__Passage to read__:

[BEGIN]

In protest, Apple claims that the proposal would stifle innovation, but that was shot down by Anna Cavazzini, the chair of the European Parliament’s consumer protection committee, who pointed out that if something better than USB-C emerged, the rules would adapt. It’s not like Apple is facing an imminent threat either, since standardization would come into force in 2024 at the earliest.
There really doesn’t seem much hope of Apple swaying EU officials, and it’s for the better of the tech industry. The company is fighting a losing battle — particularly because there are few good reasons to cling to Lightning.

[END]

__Given entries__:
[BEGIN]

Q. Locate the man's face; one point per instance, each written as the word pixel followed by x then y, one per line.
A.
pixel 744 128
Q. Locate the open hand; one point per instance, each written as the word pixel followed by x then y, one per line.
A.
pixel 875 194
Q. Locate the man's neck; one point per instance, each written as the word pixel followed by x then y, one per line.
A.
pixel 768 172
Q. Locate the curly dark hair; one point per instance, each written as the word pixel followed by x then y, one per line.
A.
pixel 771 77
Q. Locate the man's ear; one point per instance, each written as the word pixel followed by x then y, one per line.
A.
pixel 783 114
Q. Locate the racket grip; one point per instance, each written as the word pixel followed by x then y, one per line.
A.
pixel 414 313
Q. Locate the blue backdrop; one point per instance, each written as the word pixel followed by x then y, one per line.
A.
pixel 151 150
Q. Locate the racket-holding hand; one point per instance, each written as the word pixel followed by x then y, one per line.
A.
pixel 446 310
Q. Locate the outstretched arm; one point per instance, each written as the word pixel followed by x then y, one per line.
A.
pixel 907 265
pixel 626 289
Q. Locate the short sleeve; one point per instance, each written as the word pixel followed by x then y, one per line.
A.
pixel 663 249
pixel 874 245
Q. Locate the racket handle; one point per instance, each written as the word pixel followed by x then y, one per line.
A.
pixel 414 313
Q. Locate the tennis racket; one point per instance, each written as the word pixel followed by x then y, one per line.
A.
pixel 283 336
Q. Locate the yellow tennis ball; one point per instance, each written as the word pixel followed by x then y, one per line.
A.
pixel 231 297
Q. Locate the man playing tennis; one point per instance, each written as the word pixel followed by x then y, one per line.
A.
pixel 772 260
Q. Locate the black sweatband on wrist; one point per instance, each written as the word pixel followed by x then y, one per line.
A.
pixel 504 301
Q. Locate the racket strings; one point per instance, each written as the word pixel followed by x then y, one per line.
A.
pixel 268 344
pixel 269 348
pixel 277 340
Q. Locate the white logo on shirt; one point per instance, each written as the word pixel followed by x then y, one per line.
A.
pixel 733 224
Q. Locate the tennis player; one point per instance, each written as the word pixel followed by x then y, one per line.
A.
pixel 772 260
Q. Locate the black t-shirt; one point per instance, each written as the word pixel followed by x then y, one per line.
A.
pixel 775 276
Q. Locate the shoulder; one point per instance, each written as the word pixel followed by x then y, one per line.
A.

[END]

__To-do list__:
A) In the passage on Apple and USB-C, what is the earliest year standardization would come into force?
B) Print part of the passage on Apple and USB-C word for word: begin at the words "In protest, Apple" and stop after "at the earliest.".
C) Carry on the passage on Apple and USB-C from where it stops.

__Answers for the exercise__:
A) 2024

B)
In protest, Apple claims that the proposal would stifle innovation, but that was shot down by Anna Cavazzini, the chair of the European Parliament’s consumer protection committee, who pointed out that if something better than USB-C emerged, the rules would adapt. It’s not like Apple is facing an imminent threat either, since standardization would come into force in 2024 at the earliest.

C)
Lightning vs USB-C: The tide is turning
To begin with, Apple itself is slowly abandoning the format. The iPhone 13 lineup now represents the company’s only flagship products equipped with a Lightning port. Every iPad except for the 10.2-inch “budget” model has switched to USB-C, helping to bolster their laptop replacement credentials. You can still find Lightning on audio-related products like AirPods, the iPod touch, and the Powerbeats Pro, but gear like the Beats Flex and Beats Studio Buds have made the switch. That’s probably because the Beats brand caters to both iOS and Android users, and the latter has come to expect USB-C.
On a technical level, the reasons to cross over are obvious. Device and connector improvements have barely kept Lightning relevant. Via a Lightning-to-USB-C cable, you can charge an iPhone 13 at up to 25W — more than the Pixel 5’s 18W, for example — but Apple hasn’t said if Lightning is capable of more. Android phones regularly support at least twice that wattage over USB-C. The Xiaomi Mi Mix 4’s charger is rated at a crazy 120W, meaning owners can do a full recharge in as little as 21 minutes, and that’s without Boost Mode on. The USB Promoter Group has already greenlit charging up to 240W for future USB-C devices and cables.
The iPhone's Lightning port is slower to charge and transfer data than USB-C equivalents.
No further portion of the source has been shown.